───── Data under study ─────

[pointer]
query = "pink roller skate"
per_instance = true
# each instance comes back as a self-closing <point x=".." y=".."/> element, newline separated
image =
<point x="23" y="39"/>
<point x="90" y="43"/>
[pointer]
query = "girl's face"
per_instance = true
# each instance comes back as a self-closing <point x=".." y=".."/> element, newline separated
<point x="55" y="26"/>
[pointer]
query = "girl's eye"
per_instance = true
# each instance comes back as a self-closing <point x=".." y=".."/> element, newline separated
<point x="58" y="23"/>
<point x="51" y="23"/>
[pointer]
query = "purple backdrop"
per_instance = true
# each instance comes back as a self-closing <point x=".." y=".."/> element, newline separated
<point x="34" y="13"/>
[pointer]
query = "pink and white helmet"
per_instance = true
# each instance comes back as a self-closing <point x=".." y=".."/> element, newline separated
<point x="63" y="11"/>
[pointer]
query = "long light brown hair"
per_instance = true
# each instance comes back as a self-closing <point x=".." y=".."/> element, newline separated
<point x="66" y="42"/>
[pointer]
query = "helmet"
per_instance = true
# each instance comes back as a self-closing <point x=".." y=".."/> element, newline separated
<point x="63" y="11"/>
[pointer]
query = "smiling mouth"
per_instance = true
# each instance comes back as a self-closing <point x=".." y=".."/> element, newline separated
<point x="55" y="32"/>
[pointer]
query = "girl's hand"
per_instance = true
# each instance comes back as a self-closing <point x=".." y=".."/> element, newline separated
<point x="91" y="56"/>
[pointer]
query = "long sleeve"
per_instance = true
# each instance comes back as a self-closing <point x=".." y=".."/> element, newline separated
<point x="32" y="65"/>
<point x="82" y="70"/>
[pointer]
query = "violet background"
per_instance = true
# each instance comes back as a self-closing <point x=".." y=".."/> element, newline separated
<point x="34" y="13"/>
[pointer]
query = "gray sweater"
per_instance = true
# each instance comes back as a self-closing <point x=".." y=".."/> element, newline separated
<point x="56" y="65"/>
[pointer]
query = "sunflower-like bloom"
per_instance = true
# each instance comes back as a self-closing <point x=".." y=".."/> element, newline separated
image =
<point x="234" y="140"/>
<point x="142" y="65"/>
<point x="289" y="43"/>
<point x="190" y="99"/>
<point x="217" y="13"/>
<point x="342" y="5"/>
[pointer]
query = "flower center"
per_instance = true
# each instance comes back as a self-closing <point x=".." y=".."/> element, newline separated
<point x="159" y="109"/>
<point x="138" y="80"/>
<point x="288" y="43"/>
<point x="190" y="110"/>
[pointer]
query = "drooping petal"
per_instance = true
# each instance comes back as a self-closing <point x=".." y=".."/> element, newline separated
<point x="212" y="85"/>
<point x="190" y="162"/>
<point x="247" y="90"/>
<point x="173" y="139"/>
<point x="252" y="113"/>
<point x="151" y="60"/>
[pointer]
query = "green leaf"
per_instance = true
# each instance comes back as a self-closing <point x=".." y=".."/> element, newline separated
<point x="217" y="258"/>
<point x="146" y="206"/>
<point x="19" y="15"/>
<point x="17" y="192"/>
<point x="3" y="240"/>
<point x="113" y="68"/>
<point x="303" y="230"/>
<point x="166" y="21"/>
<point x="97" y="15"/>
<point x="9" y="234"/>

─────

> Work to be completed
After the last line, print all the entries once again, unchanged.

> Reply
[pointer]
query = "pink roller skate"
per_instance = true
# each instance comes back as a self-closing <point x=".." y=".."/> element, newline separated
image =
<point x="23" y="39"/>
<point x="90" y="43"/>
[pointer]
query = "girl's face"
per_instance = true
# each instance comes back as a self-closing <point x=".." y=".."/> element, newline separated
<point x="55" y="26"/>
[pointer]
query = "girl's eye"
per_instance = true
# each instance comes back as a self-closing <point x=".." y=".."/> element, newline separated
<point x="58" y="23"/>
<point x="51" y="23"/>
[pointer]
query = "purple backdrop"
per_instance = true
# each instance comes back as a self-closing <point x=".." y=".."/> element, newline separated
<point x="34" y="13"/>
[pointer]
query = "pink and white helmet"
per_instance = true
# each instance comes back as a self-closing <point x=".." y=".."/> element, newline separated
<point x="63" y="11"/>
[pointer]
query = "long light brown hair"
per_instance = true
# each instance comes back as a self-closing <point x=".." y=".."/> element, newline separated
<point x="66" y="42"/>
[pointer]
query = "helmet"
per_instance = true
# each instance comes back as a self-closing <point x=".." y=".."/> element, newline separated
<point x="63" y="11"/>
[pointer]
query = "smiling mouth"
per_instance = true
# each instance comes back as a self-closing <point x=".." y=".."/> element, newline separated
<point x="55" y="32"/>
[pointer]
query = "girl's hand"
per_instance = true
# each instance comes back as a self-closing <point x=".." y=".."/> element, newline separated
<point x="91" y="56"/>
[pointer]
query = "long sleeve"
per_instance = true
# each instance comes back as a self-closing <point x=".." y=".."/> element, newline separated
<point x="32" y="65"/>
<point x="82" y="70"/>
[pointer]
query = "violet background"
per_instance = true
# each instance comes back as a self-closing <point x=".." y=".."/> element, newline separated
<point x="34" y="13"/>
[pointer]
query = "gray sweater"
per_instance = true
# each instance comes back as a self-closing <point x=".." y=".."/> element, newline separated
<point x="56" y="65"/>
[pointer]
query = "sunflower-like bloom"
per_instance = true
# each instance comes back as a self-closing <point x=".." y=".."/> element, newline separated
image =
<point x="234" y="140"/>
<point x="142" y="65"/>
<point x="289" y="43"/>
<point x="190" y="99"/>
<point x="217" y="13"/>
<point x="342" y="5"/>
[pointer]
query = "flower center"
per_instance = true
# each instance comes back as a self-closing <point x=".." y=".."/> element, newline separated
<point x="159" y="109"/>
<point x="138" y="80"/>
<point x="288" y="43"/>
<point x="190" y="110"/>
[pointer]
query = "drooping petal"
per_instance = true
# each instance comes back as a self-closing <point x=".." y=".."/> element, newline separated
<point x="212" y="85"/>
<point x="190" y="162"/>
<point x="247" y="90"/>
<point x="173" y="139"/>
<point x="252" y="113"/>
<point x="151" y="60"/>
[pointer]
query = "green leaf"
per_instance = true
# each instance comes back as a self-closing <point x=".." y=".."/> element, newline separated
<point x="217" y="258"/>
<point x="146" y="206"/>
<point x="19" y="15"/>
<point x="17" y="192"/>
<point x="3" y="240"/>
<point x="113" y="68"/>
<point x="303" y="230"/>
<point x="166" y="21"/>
<point x="97" y="15"/>
<point x="9" y="234"/>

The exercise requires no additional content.